- **Problem description**:
Every line of the records below that holds the word "background" should be copied out.

Referring expression pointing data:
□ □ □ □ □
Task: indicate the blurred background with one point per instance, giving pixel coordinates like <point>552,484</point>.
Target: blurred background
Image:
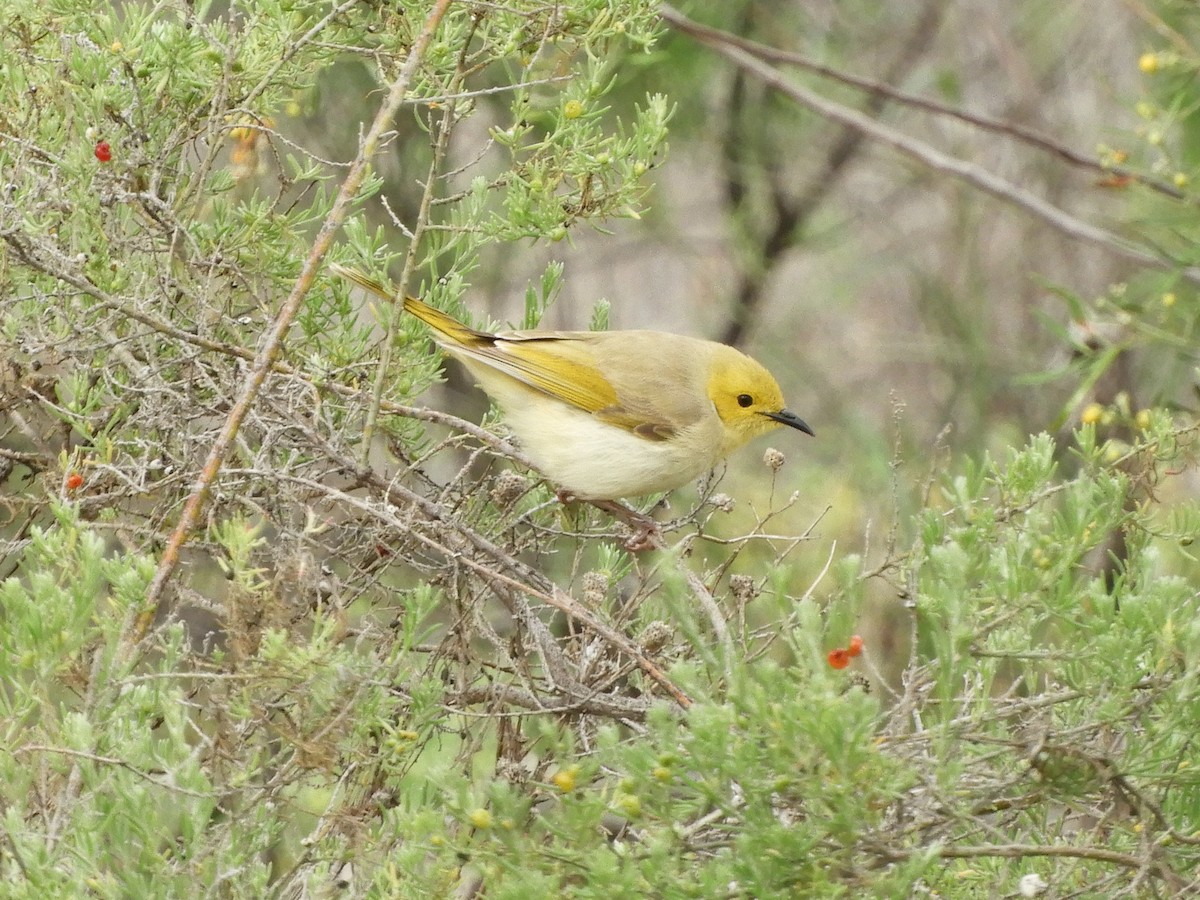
<point>903,310</point>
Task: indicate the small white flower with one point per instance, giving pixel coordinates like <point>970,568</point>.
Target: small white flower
<point>1031,885</point>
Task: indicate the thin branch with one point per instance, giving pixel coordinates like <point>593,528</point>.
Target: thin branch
<point>273,343</point>
<point>929,156</point>
<point>885,90</point>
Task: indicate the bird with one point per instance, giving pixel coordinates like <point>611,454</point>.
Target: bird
<point>607,415</point>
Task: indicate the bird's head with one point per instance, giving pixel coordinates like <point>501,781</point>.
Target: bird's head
<point>747,399</point>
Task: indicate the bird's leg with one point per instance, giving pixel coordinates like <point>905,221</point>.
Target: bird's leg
<point>647,534</point>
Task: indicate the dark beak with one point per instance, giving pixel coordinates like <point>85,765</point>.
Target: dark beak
<point>791,419</point>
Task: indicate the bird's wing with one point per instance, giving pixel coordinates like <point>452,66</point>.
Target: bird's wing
<point>569,366</point>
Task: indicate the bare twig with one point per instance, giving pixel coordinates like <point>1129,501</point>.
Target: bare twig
<point>931,157</point>
<point>273,342</point>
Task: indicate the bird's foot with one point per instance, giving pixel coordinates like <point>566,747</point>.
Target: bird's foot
<point>646,532</point>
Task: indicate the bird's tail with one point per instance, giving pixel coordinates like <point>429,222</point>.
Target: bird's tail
<point>448,328</point>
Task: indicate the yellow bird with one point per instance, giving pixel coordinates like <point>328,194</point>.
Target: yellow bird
□ □ □ □ □
- **Result of the task**:
Task: indicate the blurred background with one point per instance, giving pixel coordinates like <point>552,484</point>.
Target: blurred background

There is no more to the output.